> **提示文**:
^^^^^^^^^^^^^^^^
小澤 正確に言うと、僕は1997年からeコマースに携わっています。
自ら創業したビズシークでは中古書籍などのeコマースを手がけていましたし、ヤフーに参画する前は、楽天に勤めていました。過去18年間、楽天球団の仕事などでお休みしている期間もありましたが、正直言って、まさかこんなにeコマースが成長するとは思っていなかったです。
そのうえで申し上げると、これからeコマースはまだまだ伸びると思います。たとえば今まで店頭を中心に売ってきたメーカーさんが、ネットでダイレクトに販売しようとしています。
加えてeコマースを活用した輸出です。以前は現地法人を通じて売ったり、海外企業に卸売りしたりするのが中心でしたが、最近は、中国であれば、アリババのTモールに出店して直接モノを売ってしまおうという流れも出てきています。
海外、特に中国へのeコマースでの輸出というのは、以前から概念としてはありましたが、「本当に売れるんかいな?」というのが実感でした。しかし、フタを開けてみたら、信じられないぐらい売れるということがわかってきました。
^^^^^^^^^^^^^^^^
> **目的**:
上記の提示文のうち、「そのうえで申し上げると、これ」を含む語句で始まり「という流れも出てきています。」で終わる部分を、一字一句変えずに抜き出して返してください。
^^^^^^^^^^^^^^^^
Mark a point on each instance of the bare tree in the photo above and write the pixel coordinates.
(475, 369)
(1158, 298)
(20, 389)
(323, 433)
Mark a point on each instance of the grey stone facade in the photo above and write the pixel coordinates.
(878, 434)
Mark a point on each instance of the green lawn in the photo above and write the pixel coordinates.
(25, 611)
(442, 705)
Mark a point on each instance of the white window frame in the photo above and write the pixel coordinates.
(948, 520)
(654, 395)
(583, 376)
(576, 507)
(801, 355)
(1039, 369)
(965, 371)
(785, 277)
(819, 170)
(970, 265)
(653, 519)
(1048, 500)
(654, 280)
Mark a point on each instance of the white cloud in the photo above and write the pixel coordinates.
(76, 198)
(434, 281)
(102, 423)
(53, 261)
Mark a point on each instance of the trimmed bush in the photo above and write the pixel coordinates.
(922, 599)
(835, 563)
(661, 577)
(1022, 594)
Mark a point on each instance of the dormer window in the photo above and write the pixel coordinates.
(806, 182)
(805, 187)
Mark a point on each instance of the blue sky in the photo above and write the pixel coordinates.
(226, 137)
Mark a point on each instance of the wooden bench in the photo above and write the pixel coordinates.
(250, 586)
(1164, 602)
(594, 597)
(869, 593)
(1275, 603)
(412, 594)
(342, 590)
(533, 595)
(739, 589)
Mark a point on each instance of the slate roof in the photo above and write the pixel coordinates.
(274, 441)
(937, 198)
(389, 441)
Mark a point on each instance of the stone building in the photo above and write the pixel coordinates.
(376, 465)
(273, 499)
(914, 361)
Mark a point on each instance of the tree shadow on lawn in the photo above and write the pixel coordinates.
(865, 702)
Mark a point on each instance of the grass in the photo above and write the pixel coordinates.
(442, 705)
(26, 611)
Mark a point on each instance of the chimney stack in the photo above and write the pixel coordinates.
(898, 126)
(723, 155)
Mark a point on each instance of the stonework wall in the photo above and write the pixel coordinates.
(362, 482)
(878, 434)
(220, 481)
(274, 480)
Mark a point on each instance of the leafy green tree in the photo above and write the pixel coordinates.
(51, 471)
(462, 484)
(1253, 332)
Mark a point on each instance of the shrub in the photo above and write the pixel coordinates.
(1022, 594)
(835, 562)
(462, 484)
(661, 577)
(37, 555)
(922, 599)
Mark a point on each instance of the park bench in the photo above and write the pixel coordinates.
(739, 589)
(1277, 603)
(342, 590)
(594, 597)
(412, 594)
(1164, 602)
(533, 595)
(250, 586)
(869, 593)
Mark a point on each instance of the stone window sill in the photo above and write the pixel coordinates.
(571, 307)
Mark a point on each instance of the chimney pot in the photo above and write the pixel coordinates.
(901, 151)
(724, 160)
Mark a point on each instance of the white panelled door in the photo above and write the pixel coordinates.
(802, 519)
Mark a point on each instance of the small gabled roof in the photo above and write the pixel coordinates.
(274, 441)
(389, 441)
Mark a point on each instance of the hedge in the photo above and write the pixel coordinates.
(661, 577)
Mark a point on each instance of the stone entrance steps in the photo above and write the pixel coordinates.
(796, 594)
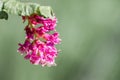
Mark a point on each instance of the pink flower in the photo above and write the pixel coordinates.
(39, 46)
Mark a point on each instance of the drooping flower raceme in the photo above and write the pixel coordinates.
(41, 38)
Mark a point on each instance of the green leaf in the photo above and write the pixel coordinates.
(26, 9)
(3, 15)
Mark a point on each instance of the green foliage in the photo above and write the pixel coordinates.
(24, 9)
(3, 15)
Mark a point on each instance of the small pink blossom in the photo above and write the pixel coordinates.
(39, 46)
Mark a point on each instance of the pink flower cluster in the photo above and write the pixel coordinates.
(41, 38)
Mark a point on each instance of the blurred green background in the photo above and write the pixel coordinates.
^^^^^^^^^^^^^^^^
> **解答全文**:
そのうえで申し上げると、これからeコマースはまだまだ伸びると思います。たとえば今まで店頭を中心に売ってきたメーカーさんが、ネットでダイレクトに販売しようとしています。
加えてeコマースを活用した輸出です。以前は現地法人を通じて売ったり、海外企業に卸売りしたりするのが中心でしたが、最近は、中国であれば、アリババのTモールに出店して直接モノを売ってしまおうという流れも出てきています。